## WRITTEN INSTRUCTION
Please rename "box_example" to "sample_box" everywhere in the records below and write the lines out again with nothing else changed. Leave the pictures out of your answer.

## Records from a data collection
▬▬▬▬▬▬▬▬▬▬
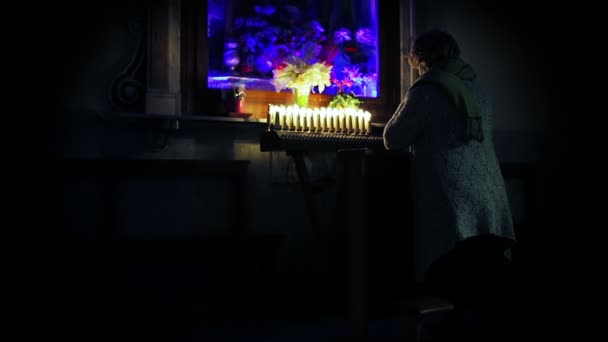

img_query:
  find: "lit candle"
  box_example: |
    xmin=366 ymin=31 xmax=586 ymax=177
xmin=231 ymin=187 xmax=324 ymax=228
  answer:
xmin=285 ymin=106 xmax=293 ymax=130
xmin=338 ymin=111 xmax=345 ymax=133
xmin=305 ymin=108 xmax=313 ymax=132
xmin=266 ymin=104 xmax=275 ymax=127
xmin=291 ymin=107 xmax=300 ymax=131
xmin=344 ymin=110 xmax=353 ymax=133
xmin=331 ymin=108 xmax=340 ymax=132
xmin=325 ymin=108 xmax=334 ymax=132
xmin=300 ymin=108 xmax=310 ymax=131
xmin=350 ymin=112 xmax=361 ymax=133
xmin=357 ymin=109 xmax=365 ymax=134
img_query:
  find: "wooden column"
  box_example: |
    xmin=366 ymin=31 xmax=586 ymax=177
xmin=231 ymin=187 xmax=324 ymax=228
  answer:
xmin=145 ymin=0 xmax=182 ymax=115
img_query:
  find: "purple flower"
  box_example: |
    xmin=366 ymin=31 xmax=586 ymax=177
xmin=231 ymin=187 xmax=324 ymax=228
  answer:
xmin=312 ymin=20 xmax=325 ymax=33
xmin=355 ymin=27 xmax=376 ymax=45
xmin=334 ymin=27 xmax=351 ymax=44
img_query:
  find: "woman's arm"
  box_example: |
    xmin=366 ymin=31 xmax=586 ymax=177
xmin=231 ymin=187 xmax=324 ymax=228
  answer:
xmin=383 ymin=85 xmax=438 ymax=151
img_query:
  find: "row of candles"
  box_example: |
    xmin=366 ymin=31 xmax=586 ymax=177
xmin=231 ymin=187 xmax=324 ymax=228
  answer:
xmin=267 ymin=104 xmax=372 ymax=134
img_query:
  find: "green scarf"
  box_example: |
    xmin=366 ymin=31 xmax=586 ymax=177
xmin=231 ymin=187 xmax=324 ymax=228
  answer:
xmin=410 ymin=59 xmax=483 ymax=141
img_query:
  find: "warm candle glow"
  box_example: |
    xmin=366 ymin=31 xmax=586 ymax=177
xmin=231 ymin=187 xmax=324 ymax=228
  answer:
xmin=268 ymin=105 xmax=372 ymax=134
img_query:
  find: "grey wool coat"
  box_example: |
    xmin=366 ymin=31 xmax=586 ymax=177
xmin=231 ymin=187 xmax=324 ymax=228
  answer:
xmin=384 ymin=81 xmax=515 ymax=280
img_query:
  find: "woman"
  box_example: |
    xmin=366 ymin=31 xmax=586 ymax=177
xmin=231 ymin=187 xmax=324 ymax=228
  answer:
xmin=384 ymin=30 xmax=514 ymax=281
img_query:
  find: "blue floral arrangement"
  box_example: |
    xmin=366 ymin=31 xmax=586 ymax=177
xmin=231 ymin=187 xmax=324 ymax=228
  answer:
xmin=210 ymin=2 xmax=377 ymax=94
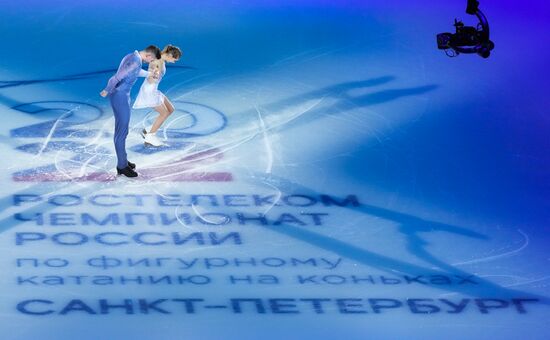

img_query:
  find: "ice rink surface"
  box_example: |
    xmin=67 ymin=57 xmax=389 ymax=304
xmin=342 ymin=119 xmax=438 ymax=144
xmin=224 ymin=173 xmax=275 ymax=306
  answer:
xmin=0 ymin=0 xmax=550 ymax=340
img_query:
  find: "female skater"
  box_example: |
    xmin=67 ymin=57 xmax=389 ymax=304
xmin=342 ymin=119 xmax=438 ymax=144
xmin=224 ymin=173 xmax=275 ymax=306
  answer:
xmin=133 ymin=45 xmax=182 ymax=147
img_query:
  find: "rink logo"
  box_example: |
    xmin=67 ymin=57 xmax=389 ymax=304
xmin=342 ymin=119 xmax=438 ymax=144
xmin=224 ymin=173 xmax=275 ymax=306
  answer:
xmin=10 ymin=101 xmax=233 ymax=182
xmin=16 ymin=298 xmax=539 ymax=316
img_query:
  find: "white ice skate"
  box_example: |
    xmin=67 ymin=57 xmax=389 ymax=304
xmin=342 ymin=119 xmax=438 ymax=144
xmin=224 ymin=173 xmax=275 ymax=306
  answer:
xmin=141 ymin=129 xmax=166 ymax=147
▬▬▬▬▬▬▬▬▬▬
## REPLY
img_query:
  find: "lit candle"
  sample_box: |
    xmin=366 ymin=31 xmax=586 ymax=177
xmin=231 ymin=187 xmax=324 ymax=228
  answer:
xmin=285 ymin=106 xmax=293 ymax=130
xmin=338 ymin=111 xmax=345 ymax=133
xmin=305 ymin=108 xmax=313 ymax=132
xmin=266 ymin=104 xmax=275 ymax=127
xmin=291 ymin=107 xmax=300 ymax=131
xmin=344 ymin=110 xmax=353 ymax=133
xmin=331 ymin=108 xmax=340 ymax=132
xmin=325 ymin=108 xmax=334 ymax=132
xmin=300 ymin=108 xmax=310 ymax=131
xmin=350 ymin=112 xmax=361 ymax=133
xmin=357 ymin=109 xmax=365 ymax=134
img_query:
  find: "wooden column"
  sample_box: |
    xmin=366 ymin=31 xmax=586 ymax=177
xmin=231 ymin=187 xmax=324 ymax=228
  answer:
xmin=145 ymin=0 xmax=182 ymax=115
img_query:
  find: "purple flower"
  sample_box: |
    xmin=366 ymin=31 xmax=586 ymax=177
xmin=231 ymin=187 xmax=324 ymax=228
  answer:
xmin=312 ymin=20 xmax=325 ymax=33
xmin=355 ymin=27 xmax=376 ymax=45
xmin=334 ymin=27 xmax=351 ymax=44
img_query:
  find: "woman's arm"
  sample_box: |
    xmin=366 ymin=31 xmax=586 ymax=177
xmin=231 ymin=187 xmax=324 ymax=228
  answer:
xmin=383 ymin=85 xmax=438 ymax=151
img_query:
  find: "row of candles"
  sample_box: |
    xmin=366 ymin=31 xmax=586 ymax=177
xmin=231 ymin=187 xmax=324 ymax=228
  answer:
xmin=267 ymin=104 xmax=372 ymax=134
img_query:
  find: "green scarf"
  sample_box: |
    xmin=366 ymin=31 xmax=586 ymax=177
xmin=231 ymin=187 xmax=324 ymax=228
  answer:
xmin=410 ymin=59 xmax=483 ymax=141
img_query:
  find: "warm candle glow"
  sample_box: |
    xmin=366 ymin=31 xmax=586 ymax=177
xmin=231 ymin=187 xmax=324 ymax=228
  answer:
xmin=268 ymin=105 xmax=372 ymax=134
img_query:
  find: "grey wool coat"
  sample_box: |
    xmin=366 ymin=31 xmax=586 ymax=177
xmin=231 ymin=187 xmax=324 ymax=228
  answer:
xmin=384 ymin=81 xmax=515 ymax=280
img_query:
  find: "woman"
  sample_box: |
    xmin=366 ymin=31 xmax=586 ymax=177
xmin=231 ymin=187 xmax=324 ymax=228
  answer:
xmin=384 ymin=30 xmax=514 ymax=281
img_query:
  find: "blue floral arrangement"
  sample_box: |
    xmin=366 ymin=31 xmax=586 ymax=177
xmin=231 ymin=187 xmax=324 ymax=228
  answer:
xmin=210 ymin=2 xmax=377 ymax=94

img_query:
  find: "ice rink surface"
  sample_box: |
    xmin=67 ymin=57 xmax=389 ymax=304
xmin=342 ymin=119 xmax=438 ymax=144
xmin=224 ymin=173 xmax=275 ymax=306
  answer:
xmin=0 ymin=0 xmax=550 ymax=340
img_query:
  find: "female skater"
  sample_box: |
    xmin=67 ymin=57 xmax=389 ymax=304
xmin=342 ymin=119 xmax=438 ymax=144
xmin=224 ymin=173 xmax=275 ymax=306
  answer:
xmin=133 ymin=45 xmax=182 ymax=147
img_query:
  find: "rink logo"
  sample_box: |
    xmin=67 ymin=57 xmax=389 ymax=304
xmin=342 ymin=119 xmax=438 ymax=144
xmin=224 ymin=173 xmax=275 ymax=306
  answer:
xmin=10 ymin=101 xmax=233 ymax=182
xmin=16 ymin=298 xmax=539 ymax=316
img_query:
  find: "white ice skate"
  sample_box: |
    xmin=67 ymin=57 xmax=389 ymax=304
xmin=342 ymin=119 xmax=438 ymax=144
xmin=224 ymin=173 xmax=275 ymax=306
  answer:
xmin=141 ymin=129 xmax=166 ymax=147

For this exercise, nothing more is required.